### Task item
Could you return, exactly as written, only the lines from the one holding "Where can you spot the turquoise" through the final line of the records below?

(Referring expression pointing data)
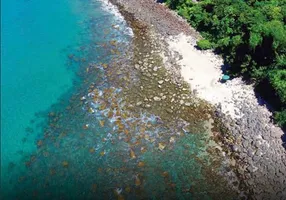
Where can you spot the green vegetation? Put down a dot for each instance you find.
(251, 36)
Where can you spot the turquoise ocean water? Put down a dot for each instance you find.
(37, 38)
(65, 130)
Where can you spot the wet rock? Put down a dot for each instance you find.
(157, 98)
(139, 103)
(169, 110)
(161, 82)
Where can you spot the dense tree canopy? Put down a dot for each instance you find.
(250, 34)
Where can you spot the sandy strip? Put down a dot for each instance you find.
(202, 70)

### Reply
Where can you spot the turquoise ocean water? Put down a dot for each instance you find.
(37, 38)
(65, 130)
Where can you spot the wet rock? Put down a dot for each instance you find.
(157, 98)
(139, 103)
(169, 110)
(161, 82)
Where can you spot the dense tree canopy? Put down a dot for each instance you find.
(250, 34)
Where can you spot the sandy strip? Put down a dot for each instance you find.
(202, 70)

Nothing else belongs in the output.